(Referring expression pointing data)

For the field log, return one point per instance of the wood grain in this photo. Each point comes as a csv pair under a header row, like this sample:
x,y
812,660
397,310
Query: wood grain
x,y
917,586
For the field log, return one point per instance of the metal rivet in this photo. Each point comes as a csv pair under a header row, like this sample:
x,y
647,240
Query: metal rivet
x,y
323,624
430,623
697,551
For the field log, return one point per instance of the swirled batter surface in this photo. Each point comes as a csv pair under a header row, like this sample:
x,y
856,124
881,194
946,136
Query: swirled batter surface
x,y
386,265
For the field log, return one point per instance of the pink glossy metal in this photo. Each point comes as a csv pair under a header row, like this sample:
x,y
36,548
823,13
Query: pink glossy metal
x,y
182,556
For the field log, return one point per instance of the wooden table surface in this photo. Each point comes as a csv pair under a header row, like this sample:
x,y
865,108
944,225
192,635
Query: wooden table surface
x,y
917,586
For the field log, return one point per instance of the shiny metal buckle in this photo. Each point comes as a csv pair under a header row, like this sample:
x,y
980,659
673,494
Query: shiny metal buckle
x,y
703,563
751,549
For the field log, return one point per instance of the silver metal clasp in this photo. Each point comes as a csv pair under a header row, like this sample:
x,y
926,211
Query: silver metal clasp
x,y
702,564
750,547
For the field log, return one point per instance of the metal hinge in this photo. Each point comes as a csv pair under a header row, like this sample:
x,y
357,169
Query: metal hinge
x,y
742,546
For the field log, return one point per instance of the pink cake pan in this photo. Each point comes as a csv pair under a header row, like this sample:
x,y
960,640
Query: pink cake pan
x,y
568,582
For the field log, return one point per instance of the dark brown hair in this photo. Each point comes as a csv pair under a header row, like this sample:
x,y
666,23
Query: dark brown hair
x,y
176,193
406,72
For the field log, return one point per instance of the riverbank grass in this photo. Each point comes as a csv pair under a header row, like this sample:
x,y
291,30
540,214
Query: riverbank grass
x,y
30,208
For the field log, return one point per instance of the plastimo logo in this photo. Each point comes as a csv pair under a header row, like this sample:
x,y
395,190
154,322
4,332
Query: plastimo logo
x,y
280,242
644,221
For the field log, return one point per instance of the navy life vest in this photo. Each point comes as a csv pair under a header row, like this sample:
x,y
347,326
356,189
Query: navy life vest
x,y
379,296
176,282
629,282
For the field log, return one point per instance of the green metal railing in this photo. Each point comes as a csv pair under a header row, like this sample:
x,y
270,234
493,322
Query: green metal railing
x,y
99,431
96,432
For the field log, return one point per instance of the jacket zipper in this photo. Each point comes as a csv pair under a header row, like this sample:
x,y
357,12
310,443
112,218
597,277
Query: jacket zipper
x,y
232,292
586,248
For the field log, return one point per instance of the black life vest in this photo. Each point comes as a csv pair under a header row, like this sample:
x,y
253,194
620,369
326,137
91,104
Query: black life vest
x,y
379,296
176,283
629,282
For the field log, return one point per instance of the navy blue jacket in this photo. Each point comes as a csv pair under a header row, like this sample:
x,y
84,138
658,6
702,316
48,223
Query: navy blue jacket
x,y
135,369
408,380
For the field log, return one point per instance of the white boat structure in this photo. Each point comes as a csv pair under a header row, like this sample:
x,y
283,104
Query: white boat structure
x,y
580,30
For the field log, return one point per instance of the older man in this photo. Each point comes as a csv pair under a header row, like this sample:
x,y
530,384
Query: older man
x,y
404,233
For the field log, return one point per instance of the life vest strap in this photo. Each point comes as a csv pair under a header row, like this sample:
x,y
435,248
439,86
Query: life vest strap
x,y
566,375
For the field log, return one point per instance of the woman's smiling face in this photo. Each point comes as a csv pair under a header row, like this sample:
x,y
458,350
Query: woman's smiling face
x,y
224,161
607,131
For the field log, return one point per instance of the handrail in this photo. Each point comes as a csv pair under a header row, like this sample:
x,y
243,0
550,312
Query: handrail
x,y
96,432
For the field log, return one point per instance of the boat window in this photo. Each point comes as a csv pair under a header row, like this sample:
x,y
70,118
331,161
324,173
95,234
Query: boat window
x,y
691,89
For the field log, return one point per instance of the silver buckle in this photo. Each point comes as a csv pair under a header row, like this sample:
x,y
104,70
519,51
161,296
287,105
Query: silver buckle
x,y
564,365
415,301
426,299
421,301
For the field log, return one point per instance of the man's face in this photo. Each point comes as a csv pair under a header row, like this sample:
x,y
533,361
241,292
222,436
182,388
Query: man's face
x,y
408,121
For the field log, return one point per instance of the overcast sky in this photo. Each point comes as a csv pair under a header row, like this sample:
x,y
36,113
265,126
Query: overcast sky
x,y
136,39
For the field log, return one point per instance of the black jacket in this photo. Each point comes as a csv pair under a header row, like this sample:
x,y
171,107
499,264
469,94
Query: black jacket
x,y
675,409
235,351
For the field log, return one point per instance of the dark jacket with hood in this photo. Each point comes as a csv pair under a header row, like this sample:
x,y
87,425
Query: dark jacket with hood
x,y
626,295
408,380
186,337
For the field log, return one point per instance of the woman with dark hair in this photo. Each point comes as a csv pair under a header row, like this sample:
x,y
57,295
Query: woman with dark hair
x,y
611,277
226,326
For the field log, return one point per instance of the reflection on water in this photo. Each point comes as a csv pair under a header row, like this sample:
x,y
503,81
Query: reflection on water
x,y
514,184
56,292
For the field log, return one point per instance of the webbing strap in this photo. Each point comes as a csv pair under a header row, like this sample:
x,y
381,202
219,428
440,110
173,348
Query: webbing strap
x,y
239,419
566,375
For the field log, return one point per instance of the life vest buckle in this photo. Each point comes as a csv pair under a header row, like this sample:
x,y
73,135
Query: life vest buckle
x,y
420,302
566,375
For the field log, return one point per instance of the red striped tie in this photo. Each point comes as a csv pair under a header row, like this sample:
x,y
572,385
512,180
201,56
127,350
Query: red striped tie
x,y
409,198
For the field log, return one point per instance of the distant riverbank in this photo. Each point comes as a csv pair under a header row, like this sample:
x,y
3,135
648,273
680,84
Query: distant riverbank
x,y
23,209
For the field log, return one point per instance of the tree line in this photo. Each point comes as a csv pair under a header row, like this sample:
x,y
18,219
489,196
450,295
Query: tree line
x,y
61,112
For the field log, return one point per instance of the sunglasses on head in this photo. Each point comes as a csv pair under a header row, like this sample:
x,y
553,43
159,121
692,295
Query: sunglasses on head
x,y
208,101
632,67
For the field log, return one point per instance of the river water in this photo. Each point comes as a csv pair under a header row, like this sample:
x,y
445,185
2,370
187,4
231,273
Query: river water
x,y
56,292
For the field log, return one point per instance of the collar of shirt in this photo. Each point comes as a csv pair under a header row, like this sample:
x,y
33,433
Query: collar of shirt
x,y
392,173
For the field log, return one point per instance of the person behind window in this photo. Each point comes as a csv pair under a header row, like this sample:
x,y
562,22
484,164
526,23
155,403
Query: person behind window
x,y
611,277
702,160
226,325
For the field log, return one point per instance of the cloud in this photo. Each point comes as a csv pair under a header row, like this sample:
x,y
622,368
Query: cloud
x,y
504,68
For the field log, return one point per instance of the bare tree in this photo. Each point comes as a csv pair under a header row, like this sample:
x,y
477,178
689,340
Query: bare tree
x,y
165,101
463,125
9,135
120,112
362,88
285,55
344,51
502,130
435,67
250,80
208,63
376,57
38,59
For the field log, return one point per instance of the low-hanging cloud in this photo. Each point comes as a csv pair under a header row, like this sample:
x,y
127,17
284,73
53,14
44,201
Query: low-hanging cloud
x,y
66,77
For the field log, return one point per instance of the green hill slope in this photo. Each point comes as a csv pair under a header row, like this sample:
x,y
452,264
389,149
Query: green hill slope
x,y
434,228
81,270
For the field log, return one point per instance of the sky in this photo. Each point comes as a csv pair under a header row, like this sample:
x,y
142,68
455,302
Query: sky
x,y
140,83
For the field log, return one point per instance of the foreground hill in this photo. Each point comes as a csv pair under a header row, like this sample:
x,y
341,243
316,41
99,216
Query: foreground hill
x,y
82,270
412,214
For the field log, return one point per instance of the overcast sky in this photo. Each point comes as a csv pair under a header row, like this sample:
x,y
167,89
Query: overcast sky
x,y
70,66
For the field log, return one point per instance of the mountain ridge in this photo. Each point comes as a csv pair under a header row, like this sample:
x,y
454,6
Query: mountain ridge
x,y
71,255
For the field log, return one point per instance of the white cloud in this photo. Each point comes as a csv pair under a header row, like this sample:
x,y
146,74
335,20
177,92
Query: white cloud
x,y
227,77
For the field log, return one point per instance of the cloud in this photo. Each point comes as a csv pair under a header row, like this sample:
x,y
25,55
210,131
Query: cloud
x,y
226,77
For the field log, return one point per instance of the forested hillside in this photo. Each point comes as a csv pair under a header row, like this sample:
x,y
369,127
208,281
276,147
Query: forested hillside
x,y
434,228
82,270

= Brief =
Your answer must consist only of the lines from the one with "of the mountain" through the final line of the entries, each retyped exactly.

= Response =
For the field log, return one point per instance of the mountain ridge in this photo. Each point comes as a csv pair under a header row, like this sample:
x,y
454,6
Query: mountain ridge
x,y
71,255
For the field log, return one point per instance of the white cloud in this photo. Each point comes as a csv pair under a header row, like this sample:
x,y
146,74
335,20
177,92
Query: white cloud
x,y
227,77
For the field log, return one point per instance of the cloud in this photo. Each point comes as a csv pair under a header row, like this sample:
x,y
25,55
210,131
Query: cloud
x,y
226,77
For the field log, return one point per instance of the forested hillside in this photo. Each point comes as a csv pair under a header row, like this sample:
x,y
369,127
208,281
276,147
Query: forested hillside
x,y
434,228
82,270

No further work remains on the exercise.